[[ Exercise text, beginning ]]

Guest Opinion Essay

All the Kalief Browders Out There Deserve the Help I Got

I am Kalief Browder.

No, seriously. I am him and he is me. We’re each other. In fact, saying that I’m Mr. Browder does him a disservice because he was a much better kid than I was.

Compared to Mr. Browder I was a terror. At the age of 13, I was already in the streets indulging in a life of illegality, mostly revolving around dealing drugs.

At 16, Mr. Browder was apprehended and charged with robbery for allegedly stealing a backpack. He was facing 15 years if convicted.

Eventually the Bronx district attorney dropped all charges and Browder was freed. Nonetheless, the damage was already done. Browder had been placed at one of the most notorious lockups for about 800 days, where he suffered tremendously at the hands of correction officers and older inmates.

While incarcerated he tried to take his own life numerous times. And being released didn’t end his struggles. In November 2013, six months after being freed from Rikers, he was  hospitalized again following another failed suicide attempt.

On June 6, 2015, after allegedly telling his mother he couldn’t take it anymore, Kalief Browder used an air conditioning cord to hang himself out of his Bronx apartment.

At such a young age, I didn’t have the mental capacity to comprehend the severity of the dangers in my life. Studies have shown that human brains are not fully developed until a person reaches 25. If you place any child in a toxic environment, it’s going to have a lasting and, in Browder’s case, a fatal effect.

In June 2012, Bryan Stevenson of the Equal Justice Initiative won a landmark decision in front of the U.S. Supreme Court. He argued that it’s unconstitutional to sentence juveniles to die in prison, in part, because their brains are still works in progress.

It is a fact: Their brains are under construction. Justice Elena Kagan, writing for the majority, cited the “distinctive attributes of youth” that must be taken into consideration during sentencing.

Some of the attributes Kagan referred to include: limited maturity, underdeveloped sense of responsibility, desire for instant gratification and vulnerability to negative influences — especially when such influences are in a child’s home.

Many things that my 26-year-old mind senses intuitively — things that adults just think of as common sense — teenage minds are simply too underdeveloped to grasp.

New York is one of the only two states in this nation that refuses to recognize such crucial factors. Along with North Carolina, my home state continues to try kids as adults and send them to adult prisons, willfully ignoring the science of the juvenile brain.

[[ Exercise text, end ]]

● **Task details**
Continue the essay on young people in the adult justice system from the point where it stops.

[[ Data below, beginning ]]

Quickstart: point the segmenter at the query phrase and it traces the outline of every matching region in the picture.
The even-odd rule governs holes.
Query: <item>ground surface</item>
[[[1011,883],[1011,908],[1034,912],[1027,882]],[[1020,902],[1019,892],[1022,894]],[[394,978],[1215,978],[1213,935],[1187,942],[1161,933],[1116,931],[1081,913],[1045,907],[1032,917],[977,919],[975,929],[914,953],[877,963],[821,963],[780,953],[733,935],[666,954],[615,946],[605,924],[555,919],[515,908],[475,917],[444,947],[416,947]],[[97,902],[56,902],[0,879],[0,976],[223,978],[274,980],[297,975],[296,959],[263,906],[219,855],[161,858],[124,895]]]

[[ Data below, end ]]

● **Solved exercise**
As of today, there are thousands of kids incarcerated in adult prisons. These kids, these thousands of Kalief Browders, will never get the chance or the help they need to become productive members of society.

Between the ages of 13 to 15, I was regularly arrested, mostly for minor offenses similar to what brought Browder to Rikers Island. I grew up in an unforgiving environment that was plagued by toxicity.

Growing up, my role models were drug dealers, rappers and athletes. That was all I knew. I didn’t know any working professionals until I got into the system and began to meet them and read about them. I had no educational foundation, and I was inevitably going to end up dead or in prison for life.

The Class D felony that forced Judge Mary O’Donoghue to sentence me occurred a few months shy of my 16th birthday. Fortunately, I was placed in a juvenile justice facility — Boys Town — where the focus was rehabilitation, not punishment.

I needed structure, counseling, education, mentoring and caring adults such as Iza and Damon, the parent teachers who lived there. They focused on helping me even when I made things extremely difficult for them.

Kalief Browder should have had many more chances than I did, especially since he never even committed a crime. His only crime was being poor and black in America.

However, the young man was brutalized in every way possible. He didn’t take his own life. The prosecutor, judge, guards and the system took it from him.

All the Kalief Browders out there didn’t choose the circumstances they were born into. Our society stripped a young man of his humanity simply because he was young, poor and black.

I am the co-founder of Preparing Leaders of Tomorrow, Inc. (PLOT), a nonprofit mentoring organization that provides mentors to justice-involved and at-risk youth. I also work with youth in the juvenile justice system.

Along with working on the campaign to raise the age for nonviolent youth offenders, I most recently participated in the President’s Task Force for 21st Century Policing alongside many prominent political leaders. One of the recommendations I made was the need for the New York Police Department to abolish the quota system that incentivizes arrests like the one that landed Mr. Browder at Rikers Island.

New York state has a responsibility to raise the age so we will never have another Kalief Browder. Everyone is responsible for what occurred to this young man and we owe it to his memory to improve the conditions for the thousands of Kalief Browders out there.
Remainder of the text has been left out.